A study recently published on April 27, 2016, in the New England Journal of Medicine by Kamel Laghmani and colleagues proposes that identification of MAGE-D2 mutations in pregnant women with polyhydramnios can not only reduce the number of unnecessary diagnostic measures in such women but will also help avoid harmful treatment of preterm babies.
Polyhydramnios is a rare condition that can affect 1%-2% of the women in the second trimester of gestation. Polyhydramnios is a condition characterized by excessive amniotic fluid in the body. This excess of amniotic fluid is usually a result of an imbalance between the fluid’s production and removal. Polyhydramnios can result in perinatal complications such as preterm delivery and congenital disorders such as Antenatal Bartter’s syndrome in babies.
Bartter’s syndrome is a life-threatening condition that is characterized by excessive salt wasting from the body.
☆ ☆ ☆ ☆ ☆
WORK ITEM A -
Answer these questions on the passage on polyhydramnios:
(i) In which journal did the study by Kamel Laghmani and colleagues appear?
(ii) What share of women in the second trimester can polyhydramnios affect?
(iii) What characterizes Bartter's syndrome?
WORK ITEM B - Summarize the passage on polyhydramnios in two sentences.

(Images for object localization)
☆ ☆ ☆ ☆ ☆
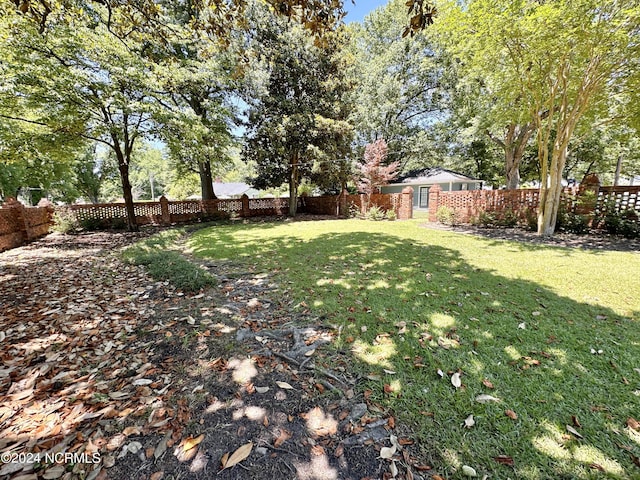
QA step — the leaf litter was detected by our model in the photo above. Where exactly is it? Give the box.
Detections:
[0,233,431,480]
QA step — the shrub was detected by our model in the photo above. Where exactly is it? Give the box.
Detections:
[521,208,538,232]
[366,205,386,221]
[556,213,591,235]
[436,205,461,226]
[347,203,362,218]
[52,208,80,233]
[123,230,216,292]
[604,209,640,238]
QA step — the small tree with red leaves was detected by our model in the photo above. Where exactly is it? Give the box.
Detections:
[356,138,400,203]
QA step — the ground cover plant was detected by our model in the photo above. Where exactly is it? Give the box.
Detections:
[188,220,640,479]
[123,229,215,292]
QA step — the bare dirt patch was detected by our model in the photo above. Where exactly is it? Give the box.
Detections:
[0,230,429,480]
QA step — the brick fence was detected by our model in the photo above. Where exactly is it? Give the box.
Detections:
[429,176,640,223]
[0,198,54,252]
[0,188,413,251]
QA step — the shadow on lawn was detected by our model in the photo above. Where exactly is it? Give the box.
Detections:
[192,223,640,479]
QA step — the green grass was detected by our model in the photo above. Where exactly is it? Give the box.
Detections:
[189,220,640,479]
[122,229,215,292]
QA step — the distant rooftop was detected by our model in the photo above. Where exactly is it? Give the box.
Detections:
[393,167,479,183]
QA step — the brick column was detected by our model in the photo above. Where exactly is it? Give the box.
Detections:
[2,197,27,248]
[338,188,349,217]
[398,186,413,220]
[575,174,600,215]
[240,193,251,217]
[160,195,171,225]
[429,184,442,222]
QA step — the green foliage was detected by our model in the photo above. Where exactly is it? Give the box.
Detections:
[602,209,640,238]
[52,208,80,234]
[243,5,352,208]
[349,0,453,172]
[122,230,216,292]
[556,209,592,235]
[365,205,387,221]
[436,205,461,226]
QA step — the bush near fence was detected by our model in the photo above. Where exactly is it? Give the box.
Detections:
[429,175,640,233]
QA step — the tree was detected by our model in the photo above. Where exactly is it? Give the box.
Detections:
[350,0,453,171]
[154,2,236,200]
[444,0,640,235]
[357,138,400,198]
[2,5,156,230]
[243,5,351,216]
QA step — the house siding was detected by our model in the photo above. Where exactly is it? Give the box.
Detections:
[381,182,480,208]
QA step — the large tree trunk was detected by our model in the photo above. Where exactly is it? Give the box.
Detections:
[289,152,298,217]
[538,143,567,236]
[486,122,536,190]
[613,154,622,187]
[115,148,138,232]
[198,160,218,200]
[504,148,521,190]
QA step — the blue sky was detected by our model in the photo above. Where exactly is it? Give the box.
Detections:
[344,0,388,23]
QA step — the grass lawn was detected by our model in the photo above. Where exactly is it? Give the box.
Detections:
[188,220,640,479]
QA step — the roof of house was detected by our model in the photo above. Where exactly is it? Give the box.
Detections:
[393,167,479,184]
[213,182,251,197]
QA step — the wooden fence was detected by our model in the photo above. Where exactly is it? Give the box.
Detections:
[0,190,413,251]
[429,176,640,227]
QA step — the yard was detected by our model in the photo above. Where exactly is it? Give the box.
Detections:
[189,220,640,479]
[0,220,640,480]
☆ ☆ ☆ ☆ ☆
EXERCISE RESULT A -
(i) The New England Journal of Medicine.
(ii) 1%-2%.
(iii) Excessive salt wasting from the body.

EXERCISE RESULT B - A study by Kamel Laghmani and colleagues, published on April 27, 2016, in the New England Journal of Medicine, proposes that identifying MAGE-D2 mutations in pregnant women with polyhydramnios can reduce unnecessary diagnostic measures and help avoid harmful treatment of preterm babies. Polyhydramnios, a rare condition of excess amniotic fluid that can affect 1%-2% of women in the second trimester, can lead to preterm delivery and congenital disorders such as Antenatal Bartter's syndrome, a life-threatening condition of excessive salt wasting.